**What this task involves:**
Copy every line from the start of the items up to and including the line with "[[20, 155]]", requests included, and shift each point coordinate in the answers by adding 95 to it. Leave the numbers in the requests and their format samples unchanged, and omit the picture.

···

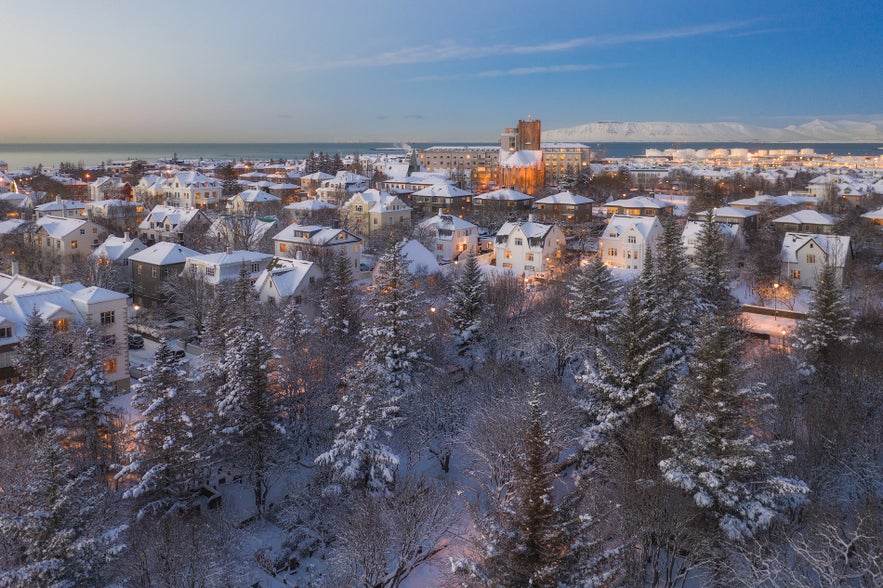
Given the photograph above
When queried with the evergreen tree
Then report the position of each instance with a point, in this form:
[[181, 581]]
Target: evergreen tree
[[711, 267], [677, 305], [249, 421], [367, 413], [717, 455], [87, 394], [394, 341], [34, 404], [825, 332], [339, 314], [167, 451], [631, 371], [593, 296], [53, 525], [467, 301]]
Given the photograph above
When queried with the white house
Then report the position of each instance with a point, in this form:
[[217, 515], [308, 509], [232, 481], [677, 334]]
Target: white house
[[61, 306], [192, 189], [527, 248], [452, 237], [803, 256], [313, 242], [627, 240], [284, 278]]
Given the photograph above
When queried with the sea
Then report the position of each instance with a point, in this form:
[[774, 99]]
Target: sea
[[20, 155]]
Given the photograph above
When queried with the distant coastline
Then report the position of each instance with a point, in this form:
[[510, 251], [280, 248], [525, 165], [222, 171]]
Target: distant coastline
[[19, 155]]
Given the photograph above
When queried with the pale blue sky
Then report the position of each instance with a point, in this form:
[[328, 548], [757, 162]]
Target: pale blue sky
[[393, 70]]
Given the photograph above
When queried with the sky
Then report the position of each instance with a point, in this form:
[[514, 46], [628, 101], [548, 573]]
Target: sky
[[419, 70]]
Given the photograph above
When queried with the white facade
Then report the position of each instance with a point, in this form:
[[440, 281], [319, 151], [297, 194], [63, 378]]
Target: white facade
[[453, 238], [527, 248], [627, 240]]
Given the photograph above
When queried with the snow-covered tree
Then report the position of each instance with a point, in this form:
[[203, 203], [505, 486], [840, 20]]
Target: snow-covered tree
[[631, 371], [87, 395], [166, 453], [34, 404], [711, 267], [718, 452], [593, 295], [826, 330], [394, 340], [249, 422], [339, 313], [530, 531], [467, 301], [53, 524], [367, 412]]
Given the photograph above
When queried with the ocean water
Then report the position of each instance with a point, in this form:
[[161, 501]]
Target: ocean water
[[19, 155]]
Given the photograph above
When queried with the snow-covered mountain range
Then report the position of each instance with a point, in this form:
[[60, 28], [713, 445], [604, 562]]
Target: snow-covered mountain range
[[816, 131]]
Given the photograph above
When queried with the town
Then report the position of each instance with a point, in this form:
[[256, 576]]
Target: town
[[523, 363]]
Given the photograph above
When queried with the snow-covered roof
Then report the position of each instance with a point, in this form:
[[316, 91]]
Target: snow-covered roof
[[806, 217], [728, 212], [286, 274], [442, 190], [310, 204], [565, 198], [836, 247], [237, 257], [503, 194], [257, 197], [620, 223], [164, 254], [523, 158], [59, 227], [117, 248], [447, 221], [420, 259]]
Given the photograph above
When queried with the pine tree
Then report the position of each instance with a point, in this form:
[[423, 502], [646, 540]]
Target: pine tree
[[339, 315], [631, 371], [711, 263], [367, 413], [467, 302], [394, 341], [249, 422], [87, 394], [168, 442], [717, 456], [676, 294], [825, 331], [54, 525], [34, 404], [593, 296]]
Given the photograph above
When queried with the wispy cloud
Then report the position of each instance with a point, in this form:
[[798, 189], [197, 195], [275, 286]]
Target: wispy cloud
[[516, 71], [452, 51]]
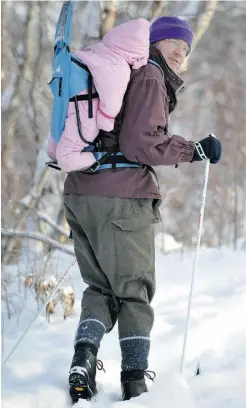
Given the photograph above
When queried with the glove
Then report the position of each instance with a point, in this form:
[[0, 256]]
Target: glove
[[208, 148]]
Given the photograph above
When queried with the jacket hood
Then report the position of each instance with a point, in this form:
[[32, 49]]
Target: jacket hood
[[131, 41]]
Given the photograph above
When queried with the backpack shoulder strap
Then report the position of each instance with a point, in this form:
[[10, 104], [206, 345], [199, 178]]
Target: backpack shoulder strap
[[157, 65]]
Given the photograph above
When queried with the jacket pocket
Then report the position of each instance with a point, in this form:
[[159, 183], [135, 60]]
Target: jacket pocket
[[134, 245]]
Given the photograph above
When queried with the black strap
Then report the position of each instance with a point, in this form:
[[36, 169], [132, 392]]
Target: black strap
[[90, 84], [83, 97]]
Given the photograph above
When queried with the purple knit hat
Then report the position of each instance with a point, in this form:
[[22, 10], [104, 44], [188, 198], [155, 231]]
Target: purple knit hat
[[171, 27]]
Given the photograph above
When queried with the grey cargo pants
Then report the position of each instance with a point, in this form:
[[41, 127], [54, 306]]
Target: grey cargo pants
[[114, 246]]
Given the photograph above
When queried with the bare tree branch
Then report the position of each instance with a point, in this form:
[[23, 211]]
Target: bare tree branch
[[37, 237]]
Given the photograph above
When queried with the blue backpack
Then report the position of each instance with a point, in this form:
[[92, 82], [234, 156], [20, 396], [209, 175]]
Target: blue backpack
[[70, 77]]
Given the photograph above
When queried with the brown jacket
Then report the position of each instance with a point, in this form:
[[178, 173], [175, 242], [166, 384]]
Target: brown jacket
[[142, 138]]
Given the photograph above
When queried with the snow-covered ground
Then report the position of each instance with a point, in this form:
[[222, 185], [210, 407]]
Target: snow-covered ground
[[36, 374]]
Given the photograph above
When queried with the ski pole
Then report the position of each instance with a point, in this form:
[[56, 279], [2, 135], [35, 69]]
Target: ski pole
[[38, 314], [200, 224]]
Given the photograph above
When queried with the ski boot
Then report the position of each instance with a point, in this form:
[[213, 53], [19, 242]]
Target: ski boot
[[82, 375], [133, 383]]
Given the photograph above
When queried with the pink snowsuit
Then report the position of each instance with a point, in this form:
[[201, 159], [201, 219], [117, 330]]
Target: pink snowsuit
[[109, 62]]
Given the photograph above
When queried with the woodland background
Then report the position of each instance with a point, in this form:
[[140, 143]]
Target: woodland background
[[33, 221]]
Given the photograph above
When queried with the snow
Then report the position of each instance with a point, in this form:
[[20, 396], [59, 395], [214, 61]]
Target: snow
[[36, 374]]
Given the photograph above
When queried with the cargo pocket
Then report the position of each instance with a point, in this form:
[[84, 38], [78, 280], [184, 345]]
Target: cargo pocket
[[134, 245]]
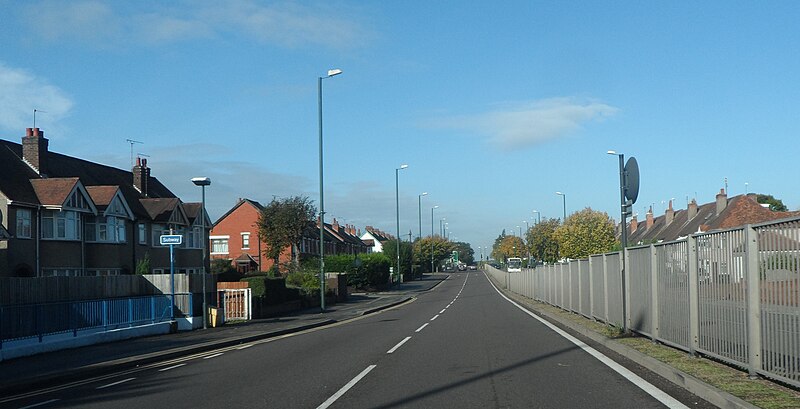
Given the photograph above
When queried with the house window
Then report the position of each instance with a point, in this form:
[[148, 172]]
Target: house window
[[23, 223], [106, 229], [61, 225], [219, 245]]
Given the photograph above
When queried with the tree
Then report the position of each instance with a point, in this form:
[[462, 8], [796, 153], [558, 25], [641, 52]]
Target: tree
[[281, 224], [438, 246], [406, 255], [465, 253], [509, 246], [776, 205], [585, 233], [542, 241]]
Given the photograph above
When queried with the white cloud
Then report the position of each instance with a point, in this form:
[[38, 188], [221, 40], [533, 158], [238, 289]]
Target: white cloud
[[285, 24], [22, 93], [530, 123]]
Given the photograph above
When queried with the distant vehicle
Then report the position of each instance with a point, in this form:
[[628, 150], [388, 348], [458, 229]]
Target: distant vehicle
[[514, 265]]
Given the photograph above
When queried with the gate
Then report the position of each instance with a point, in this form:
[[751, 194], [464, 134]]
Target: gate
[[237, 304]]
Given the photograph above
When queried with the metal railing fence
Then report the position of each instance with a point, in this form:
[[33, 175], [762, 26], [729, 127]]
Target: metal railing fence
[[733, 294], [26, 321]]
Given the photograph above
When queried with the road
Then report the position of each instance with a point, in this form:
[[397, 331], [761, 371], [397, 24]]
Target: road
[[461, 344]]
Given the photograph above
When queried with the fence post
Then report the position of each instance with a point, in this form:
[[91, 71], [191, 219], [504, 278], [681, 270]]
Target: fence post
[[605, 289], [654, 291], [753, 302], [694, 294], [626, 286], [591, 289]]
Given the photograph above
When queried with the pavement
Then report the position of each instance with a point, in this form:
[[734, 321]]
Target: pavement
[[38, 371]]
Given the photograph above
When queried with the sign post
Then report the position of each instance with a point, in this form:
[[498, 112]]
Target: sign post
[[171, 240]]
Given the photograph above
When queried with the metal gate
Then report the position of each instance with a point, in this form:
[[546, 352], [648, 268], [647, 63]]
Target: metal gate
[[237, 304]]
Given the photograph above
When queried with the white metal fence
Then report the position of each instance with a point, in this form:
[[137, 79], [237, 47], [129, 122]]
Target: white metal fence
[[237, 304], [733, 294]]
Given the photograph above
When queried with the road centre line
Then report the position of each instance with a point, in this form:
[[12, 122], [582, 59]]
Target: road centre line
[[345, 388], [115, 383], [399, 344], [649, 388], [171, 367], [36, 405]]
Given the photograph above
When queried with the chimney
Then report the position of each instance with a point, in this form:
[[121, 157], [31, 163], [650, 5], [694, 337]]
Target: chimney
[[722, 201], [669, 215], [34, 149], [141, 176], [691, 210]]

···

**Solution to this task:**
Given the photograph above
When queried with the evergreen tree
Then report the position of each instance with a point, in this form:
[[181, 581]]
Target: evergreen tree
[[806, 362], [772, 400], [344, 516], [462, 508], [812, 550], [182, 489], [489, 436], [129, 499], [920, 427], [434, 409], [262, 546], [726, 466], [688, 391], [148, 620], [562, 396]]
Given the photograph above
When queried with the white house
Then report the position of each instance with a point, in this form:
[[217, 515], [308, 509], [232, 481], [677, 334]]
Target: white house
[[156, 401], [287, 284], [622, 343], [547, 332], [898, 351], [408, 337], [722, 335], [379, 373]]
Given the photograph above
When queried with the sea
Then report the position of each instance with a point, in this form:
[[774, 99]]
Target: sea
[[115, 250]]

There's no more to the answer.